**Provided text**
* start *

# Brain Tease: Fire hatch between floors



## jar546 (Feb 1, 2011)

There is a maintenance hatch between floors which are a fire rated assembly.  The hatch is in the normally open position for routine maintenance and will close via a fusible link.

The architect specified this fusible link.

http://globetechnologies.com/catalog/index.php?main_page=product_info&cPath=15&products_id=84

Is this link acceptable?


----------



## Coug Dad (Feb 1, 2011)

How  many floors are connected?


----------



## FM William Burns (Feb 1, 2011)

Are there detection/acuation links on both sides of the assembly?


----------



## jar546 (Feb 1, 2011)

Coug Dad said:
			
		

> How  many floors are connected?


Not relevant for the answer.


----------



## jar546 (Feb 1, 2011)

FM William Burns said:
			
		

> Are there detection/acuation links on both sides of the assembly?


Yes but that still won't affect the answer


----------



## Coug Dad (Feb 1, 2011)

Sorry, the number of floors connected is relavent to the question!  As is the construction type of the building


----------



## jar546 (Feb 1, 2011)

Coug Dad said:
			
		

> Sorry, the number of floors connected is relavent to the question!  As is the construction type of the building


It is a rated assembly that is required with an opening that is required to close via a fusible link.

I think you are going in the wrong direction with this one...................


----------



## Coug Dad (Feb 1, 2011)

* end *

**Goal 1**
In the forum thread about the fire hatch between floors, who specified the fusible link?

**Listed records**
* start *

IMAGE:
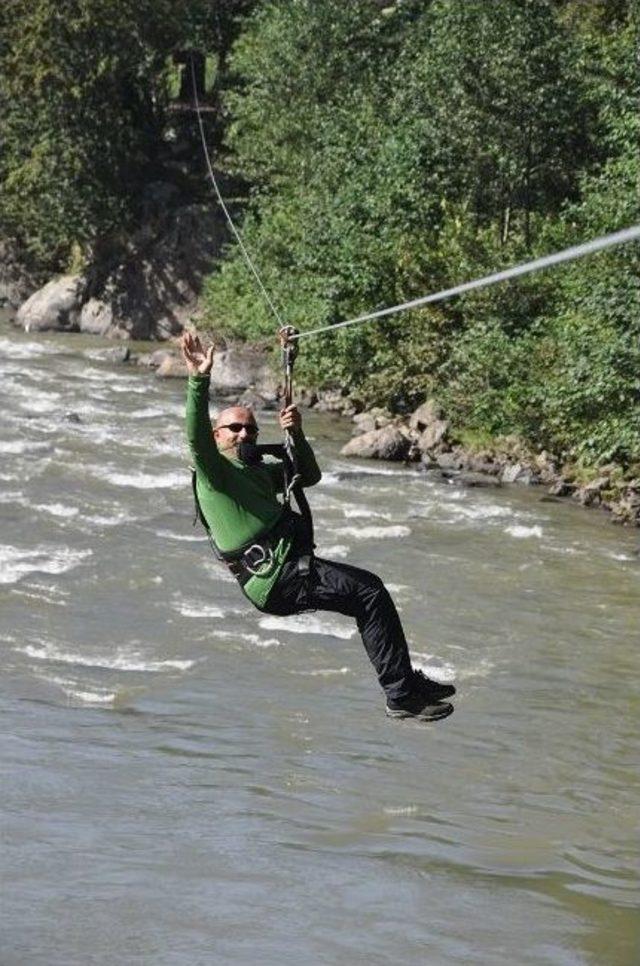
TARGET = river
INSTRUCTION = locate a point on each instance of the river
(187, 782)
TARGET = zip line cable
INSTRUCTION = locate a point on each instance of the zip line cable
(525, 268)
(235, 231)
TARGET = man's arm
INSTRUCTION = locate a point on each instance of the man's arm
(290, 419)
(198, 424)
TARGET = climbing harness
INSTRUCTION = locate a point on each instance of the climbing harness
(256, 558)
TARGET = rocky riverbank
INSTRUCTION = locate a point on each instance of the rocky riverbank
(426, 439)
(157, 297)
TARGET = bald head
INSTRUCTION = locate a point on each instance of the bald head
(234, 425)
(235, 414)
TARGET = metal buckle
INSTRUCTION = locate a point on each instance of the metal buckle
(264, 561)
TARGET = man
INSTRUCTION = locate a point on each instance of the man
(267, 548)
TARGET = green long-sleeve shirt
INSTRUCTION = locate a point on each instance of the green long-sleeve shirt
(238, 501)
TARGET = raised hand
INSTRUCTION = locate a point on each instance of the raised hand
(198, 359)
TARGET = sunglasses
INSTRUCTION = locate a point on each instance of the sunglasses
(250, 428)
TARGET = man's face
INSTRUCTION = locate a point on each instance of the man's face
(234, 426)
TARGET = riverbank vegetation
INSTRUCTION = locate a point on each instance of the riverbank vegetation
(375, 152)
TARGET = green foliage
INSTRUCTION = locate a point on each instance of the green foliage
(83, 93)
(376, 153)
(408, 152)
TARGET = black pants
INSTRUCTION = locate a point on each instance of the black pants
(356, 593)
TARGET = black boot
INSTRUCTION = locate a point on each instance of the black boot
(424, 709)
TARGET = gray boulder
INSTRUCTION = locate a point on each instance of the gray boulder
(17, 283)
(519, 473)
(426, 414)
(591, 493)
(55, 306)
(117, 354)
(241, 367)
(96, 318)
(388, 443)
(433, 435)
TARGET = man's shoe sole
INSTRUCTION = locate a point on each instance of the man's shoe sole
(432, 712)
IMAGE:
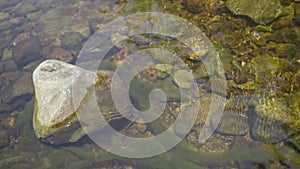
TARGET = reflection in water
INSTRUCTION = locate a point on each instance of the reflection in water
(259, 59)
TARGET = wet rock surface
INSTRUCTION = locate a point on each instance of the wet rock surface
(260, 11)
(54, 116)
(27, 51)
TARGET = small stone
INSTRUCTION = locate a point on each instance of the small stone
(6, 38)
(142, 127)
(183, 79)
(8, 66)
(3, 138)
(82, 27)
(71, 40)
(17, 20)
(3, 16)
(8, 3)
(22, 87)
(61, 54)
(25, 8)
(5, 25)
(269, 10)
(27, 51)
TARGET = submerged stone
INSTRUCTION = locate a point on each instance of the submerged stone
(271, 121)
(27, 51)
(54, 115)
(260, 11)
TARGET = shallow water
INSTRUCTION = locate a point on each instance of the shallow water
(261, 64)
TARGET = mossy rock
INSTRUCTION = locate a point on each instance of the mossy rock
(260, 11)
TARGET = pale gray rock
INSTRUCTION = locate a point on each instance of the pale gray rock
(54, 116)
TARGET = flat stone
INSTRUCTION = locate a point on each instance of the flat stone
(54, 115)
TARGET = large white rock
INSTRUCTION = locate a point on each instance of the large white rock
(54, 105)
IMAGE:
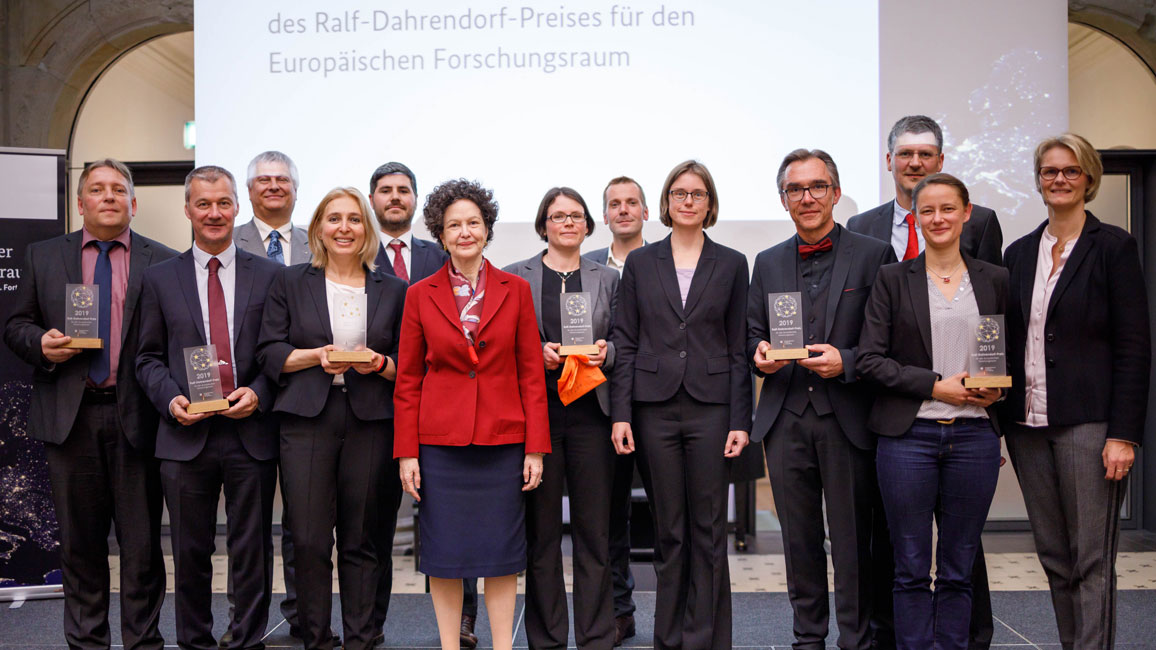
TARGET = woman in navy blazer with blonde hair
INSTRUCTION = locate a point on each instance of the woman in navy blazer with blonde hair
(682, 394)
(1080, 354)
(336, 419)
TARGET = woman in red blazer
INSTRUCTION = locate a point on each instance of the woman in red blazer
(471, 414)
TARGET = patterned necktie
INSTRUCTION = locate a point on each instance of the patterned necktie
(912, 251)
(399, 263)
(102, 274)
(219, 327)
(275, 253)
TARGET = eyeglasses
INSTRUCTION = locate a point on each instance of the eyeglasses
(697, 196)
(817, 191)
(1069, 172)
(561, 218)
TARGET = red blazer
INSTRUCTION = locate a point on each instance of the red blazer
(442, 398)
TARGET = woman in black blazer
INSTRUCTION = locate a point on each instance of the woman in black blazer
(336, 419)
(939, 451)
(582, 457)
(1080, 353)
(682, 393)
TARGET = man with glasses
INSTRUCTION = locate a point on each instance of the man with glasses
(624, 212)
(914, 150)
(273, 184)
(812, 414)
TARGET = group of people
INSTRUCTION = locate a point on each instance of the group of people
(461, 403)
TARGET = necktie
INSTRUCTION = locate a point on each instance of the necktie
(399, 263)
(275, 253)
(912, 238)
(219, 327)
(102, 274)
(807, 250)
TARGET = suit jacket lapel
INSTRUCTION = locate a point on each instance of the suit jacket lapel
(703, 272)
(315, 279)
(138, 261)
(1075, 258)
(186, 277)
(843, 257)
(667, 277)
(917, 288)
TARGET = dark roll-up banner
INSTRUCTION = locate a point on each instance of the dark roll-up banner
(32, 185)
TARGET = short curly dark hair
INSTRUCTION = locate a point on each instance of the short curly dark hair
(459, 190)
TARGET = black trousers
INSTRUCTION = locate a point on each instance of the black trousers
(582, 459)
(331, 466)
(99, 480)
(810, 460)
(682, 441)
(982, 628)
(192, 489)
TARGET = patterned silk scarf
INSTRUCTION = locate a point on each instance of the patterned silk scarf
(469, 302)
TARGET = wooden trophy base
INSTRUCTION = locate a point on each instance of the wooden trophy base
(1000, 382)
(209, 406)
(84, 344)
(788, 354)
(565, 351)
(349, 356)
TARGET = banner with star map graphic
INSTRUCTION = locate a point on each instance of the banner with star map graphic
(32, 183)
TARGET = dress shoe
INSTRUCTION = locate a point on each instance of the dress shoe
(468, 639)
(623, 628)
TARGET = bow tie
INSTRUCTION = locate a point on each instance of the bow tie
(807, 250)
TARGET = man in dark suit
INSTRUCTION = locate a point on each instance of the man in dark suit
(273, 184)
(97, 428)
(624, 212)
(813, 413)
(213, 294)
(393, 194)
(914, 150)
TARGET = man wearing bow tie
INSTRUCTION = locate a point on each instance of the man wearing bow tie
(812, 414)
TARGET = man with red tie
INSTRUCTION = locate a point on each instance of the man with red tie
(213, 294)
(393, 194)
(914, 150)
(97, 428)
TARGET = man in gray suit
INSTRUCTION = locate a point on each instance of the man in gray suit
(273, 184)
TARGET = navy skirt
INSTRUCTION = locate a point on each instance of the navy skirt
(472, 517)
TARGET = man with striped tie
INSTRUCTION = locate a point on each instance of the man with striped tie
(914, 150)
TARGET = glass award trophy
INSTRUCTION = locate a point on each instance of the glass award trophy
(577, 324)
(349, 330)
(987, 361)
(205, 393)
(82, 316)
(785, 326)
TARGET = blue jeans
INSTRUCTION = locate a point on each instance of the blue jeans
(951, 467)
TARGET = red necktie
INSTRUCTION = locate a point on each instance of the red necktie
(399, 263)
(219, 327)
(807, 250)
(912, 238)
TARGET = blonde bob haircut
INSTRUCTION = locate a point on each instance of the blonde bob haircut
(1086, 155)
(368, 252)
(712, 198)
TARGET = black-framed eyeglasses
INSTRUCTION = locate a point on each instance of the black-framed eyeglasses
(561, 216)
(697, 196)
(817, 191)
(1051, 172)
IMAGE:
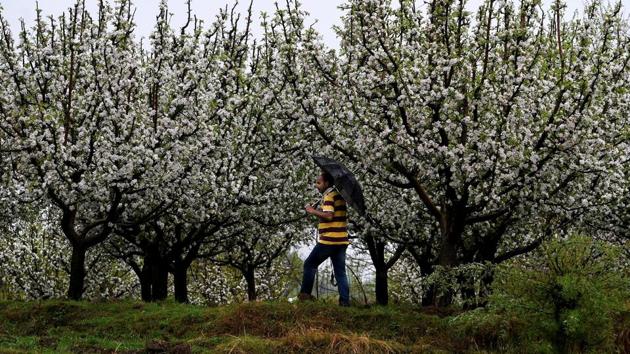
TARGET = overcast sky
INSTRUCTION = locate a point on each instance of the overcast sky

* end *

**Goal 2**
Report how many lines of the listing contain the string "reflection", giving only the number.

**Exercise response 1**
The architect specified it.

**Exercise response 2**
2